**Short problem:** Present everything from the line containing "Outline every background" down to the end of the listing as a two-column CSV with the columns instruction and boxes, one row per item, each in a single quoted field with line breaks replaced by spaces. Leave the pictures out.

**Data records:**

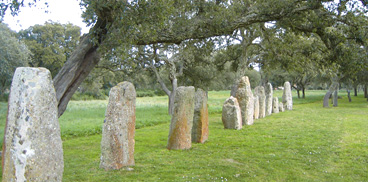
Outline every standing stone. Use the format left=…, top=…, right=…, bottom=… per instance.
left=279, top=102, right=285, bottom=112
left=2, top=68, right=64, bottom=182
left=100, top=82, right=136, bottom=170
left=167, top=87, right=194, bottom=150
left=282, top=82, right=293, bottom=110
left=236, top=76, right=254, bottom=125
left=254, top=86, right=266, bottom=118
left=272, top=97, right=279, bottom=113
left=265, top=83, right=273, bottom=116
left=192, top=88, right=208, bottom=143
left=253, top=96, right=259, bottom=119
left=222, top=96, right=243, bottom=130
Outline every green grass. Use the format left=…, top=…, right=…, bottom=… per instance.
left=0, top=91, right=368, bottom=182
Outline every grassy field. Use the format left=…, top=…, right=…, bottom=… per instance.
left=0, top=91, right=368, bottom=182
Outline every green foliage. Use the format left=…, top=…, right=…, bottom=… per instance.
left=18, top=22, right=80, bottom=77
left=0, top=23, right=31, bottom=96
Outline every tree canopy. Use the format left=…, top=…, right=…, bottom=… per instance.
left=1, top=0, right=367, bottom=115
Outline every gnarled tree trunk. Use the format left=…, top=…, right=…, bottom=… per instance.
left=53, top=20, right=107, bottom=117
left=54, top=35, right=100, bottom=117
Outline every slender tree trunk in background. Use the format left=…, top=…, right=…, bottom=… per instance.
left=169, top=78, right=178, bottom=115
left=332, top=87, right=339, bottom=107
left=346, top=89, right=351, bottom=102
left=323, top=82, right=339, bottom=107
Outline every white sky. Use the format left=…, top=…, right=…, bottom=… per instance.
left=3, top=0, right=89, bottom=34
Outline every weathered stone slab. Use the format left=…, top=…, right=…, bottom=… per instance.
left=100, top=82, right=136, bottom=170
left=253, top=96, right=259, bottom=119
left=254, top=86, right=266, bottom=118
left=265, top=83, right=273, bottom=116
left=192, top=88, right=208, bottom=143
left=236, top=76, right=254, bottom=125
left=2, top=68, right=64, bottom=182
left=167, top=87, right=194, bottom=150
left=272, top=97, right=279, bottom=113
left=279, top=102, right=285, bottom=112
left=282, top=82, right=293, bottom=110
left=222, top=96, right=243, bottom=130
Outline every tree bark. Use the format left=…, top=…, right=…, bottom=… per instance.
left=296, top=89, right=300, bottom=99
left=333, top=88, right=339, bottom=107
left=54, top=0, right=320, bottom=117
left=53, top=35, right=100, bottom=117
left=347, top=89, right=351, bottom=102
left=323, top=82, right=339, bottom=107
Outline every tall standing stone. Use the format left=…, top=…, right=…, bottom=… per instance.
left=100, top=82, right=136, bottom=170
left=254, top=86, right=266, bottom=118
left=167, top=87, right=194, bottom=150
left=272, top=97, right=279, bottom=113
left=222, top=96, right=243, bottom=130
left=236, top=76, right=254, bottom=125
left=253, top=95, right=259, bottom=119
left=192, top=88, right=208, bottom=143
left=2, top=68, right=64, bottom=182
left=279, top=102, right=285, bottom=112
left=282, top=82, right=293, bottom=110
left=265, top=83, right=273, bottom=116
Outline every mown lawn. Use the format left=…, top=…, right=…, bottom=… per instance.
left=0, top=91, right=368, bottom=182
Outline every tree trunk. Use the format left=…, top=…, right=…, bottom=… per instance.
left=296, top=89, right=300, bottom=99
left=53, top=35, right=100, bottom=117
left=354, top=85, right=358, bottom=97
left=53, top=18, right=108, bottom=117
left=169, top=79, right=178, bottom=115
left=333, top=88, right=339, bottom=107
left=323, top=82, right=339, bottom=107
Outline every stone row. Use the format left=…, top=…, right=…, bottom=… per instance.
left=222, top=76, right=293, bottom=130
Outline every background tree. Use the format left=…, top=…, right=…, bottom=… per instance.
left=0, top=23, right=31, bottom=95
left=1, top=0, right=366, bottom=115
left=18, top=22, right=81, bottom=77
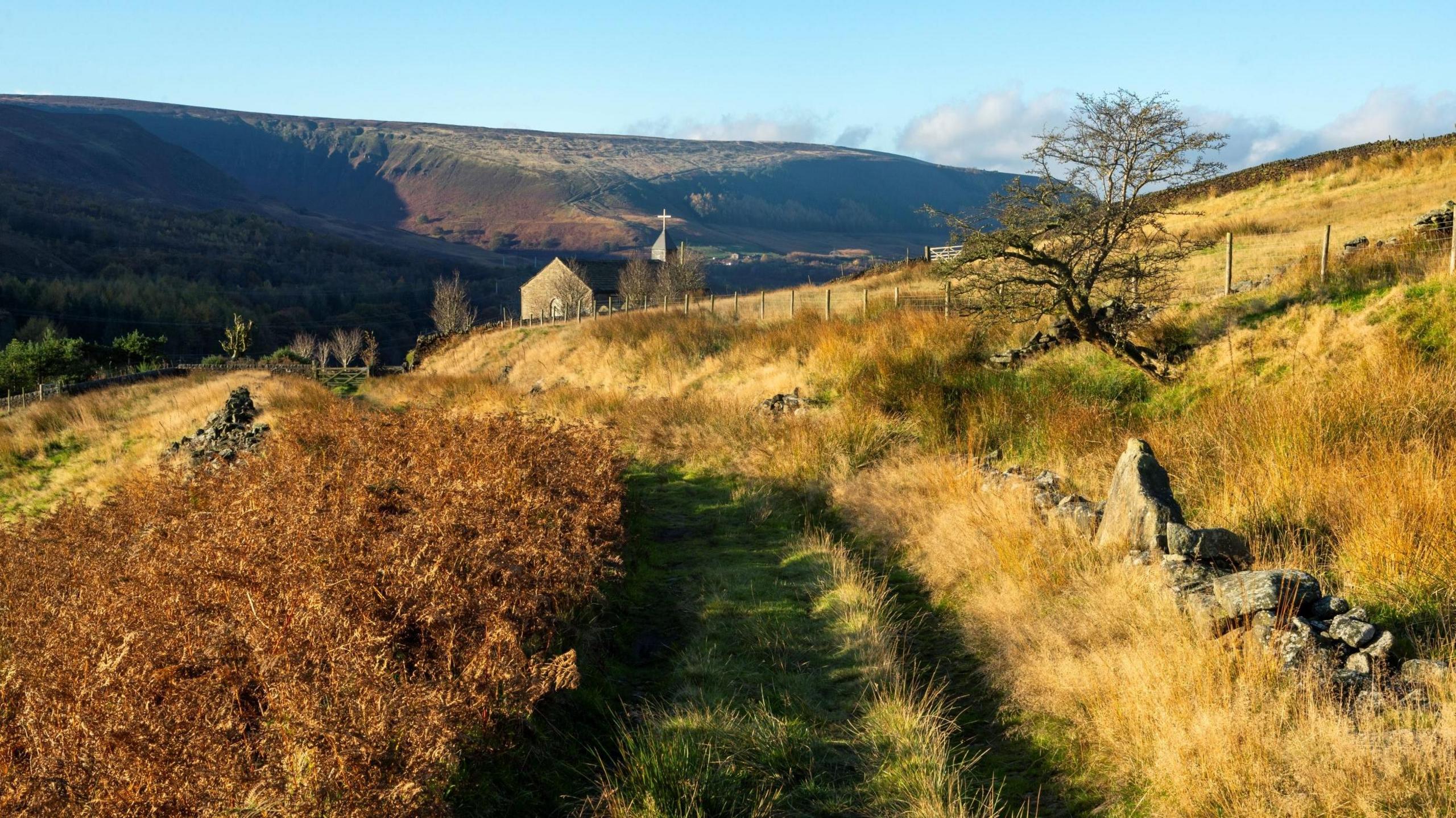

**Result of this task:**
instruction,boxes
"Outline every background tree. Use the format left=…, top=…, right=…, bottom=… per instance.","left=0, top=23, right=31, bottom=95 left=1, top=0, right=366, bottom=115 left=18, top=22, right=81, bottom=77"